## Required work
Copy out the part of the market valuation text that opens with the words containing "Those lacking such" and closes with "all possible worlds.", swapping "framework" for "structure".

━━ Document text

In order to access these opportunities, investors must have a process for comparing the potential reward-for-risk profile of one asset to another, as well as evaluate an asset’s attractiveness across time.
Such a framework cannot be built swiftly in response to a crisis, but must be established in advance.
Those lacking such a framework are naturally less able to take a longer-term perspective and are more tempted to make near-term predictions of market movements.
Leading up to the recent market collapse, we had believed for some time that many stock markets had growth overpriced, none as much as the US market.
Prices of US stocks made sense to us only in the rosiest of all possible worlds.
That does not mean we predicted the decline, only that we expected future US stock performance to be much weaker than its performance of the recent past (the S&P 500 notched a 31.5 per cent increase in 2019).
The market probably did not need much to spook it out of its belief in US stocks.
Yes, the US economy was stable, and investors seemed confident (the S&P 500 had risen more than 10 per cent in early 2020 before it began its long fall).
But I do not believe that the market bulls were fully considering valuations.
As prices become increasingly detached from a reasonable assessment of the fair value of an asset, the probability of a significant fall increases and consequently the more vulnerable prices become to any period of economic weakness.
We did not get minor economic data, but a rare, massive upset to the global economy.
And arguably, we got two of them – the virus and the oil sell-off. That said, this virus came in like a lamb.
Recall that in the early days of the spread of Covid-19, no one was predicting we would all be stuck at home, unable to meet with friends, go to work, or spend holidays abroad.
Some investors sold out early, but for most it was a minor concern.
Then came a dispute between two of the world’s largest oil producers that sent the price of crude tumbling, bringing stocks down with it.
The fact that markets fell before the oil dispute suggests that early news on Covid-19 was enough to blur the rosy picture investors were relying on to support high valuations.
Looking at two stock markets through the valuation lens, I think we will find some cause to believe that Covid-19 exposed market weakness (in the form of overpricing), which led to selling, which in turn drove down all global markets.
Overpriced stocks exposed
Going into the market downturn, UK stocks offered one of the best valuation-based opportunities among world markets – developed or emerging.

━━━━
━━ Extracted information

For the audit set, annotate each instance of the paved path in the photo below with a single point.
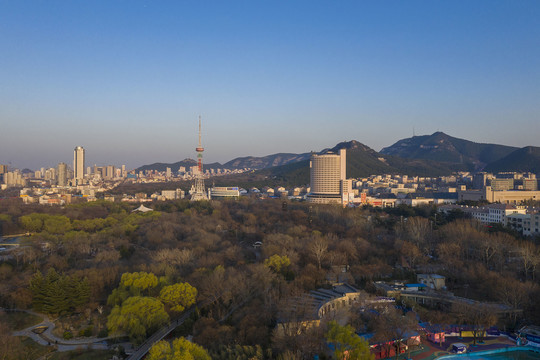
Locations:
(159, 335)
(47, 338)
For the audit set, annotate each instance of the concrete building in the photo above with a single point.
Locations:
(503, 196)
(220, 192)
(109, 172)
(78, 165)
(62, 174)
(489, 214)
(526, 224)
(328, 178)
(14, 178)
(502, 184)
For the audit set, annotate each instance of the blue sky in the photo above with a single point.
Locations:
(127, 79)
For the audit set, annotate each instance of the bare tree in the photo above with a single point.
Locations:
(477, 315)
(318, 247)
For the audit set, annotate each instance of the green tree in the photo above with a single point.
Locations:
(181, 349)
(57, 224)
(278, 263)
(136, 317)
(138, 282)
(58, 294)
(347, 344)
(179, 296)
(32, 222)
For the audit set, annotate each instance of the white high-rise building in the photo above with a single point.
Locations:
(328, 177)
(78, 165)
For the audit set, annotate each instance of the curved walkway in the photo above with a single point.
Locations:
(47, 338)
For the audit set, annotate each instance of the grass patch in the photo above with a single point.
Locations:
(17, 320)
(83, 355)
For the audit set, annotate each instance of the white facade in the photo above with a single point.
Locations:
(328, 177)
(78, 165)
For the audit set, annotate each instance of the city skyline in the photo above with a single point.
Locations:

━━━━

## Solution below
Those lacking such a structure are naturally less able to take a longer-term perspective and are more tempted to make near-term predictions of market movements.
Leading up to the recent market collapse, we had believed for some time that many stock markets had growth overpriced, none as much as the US market.
Prices of US stocks made sense to us only in the rosiest of all possible worlds.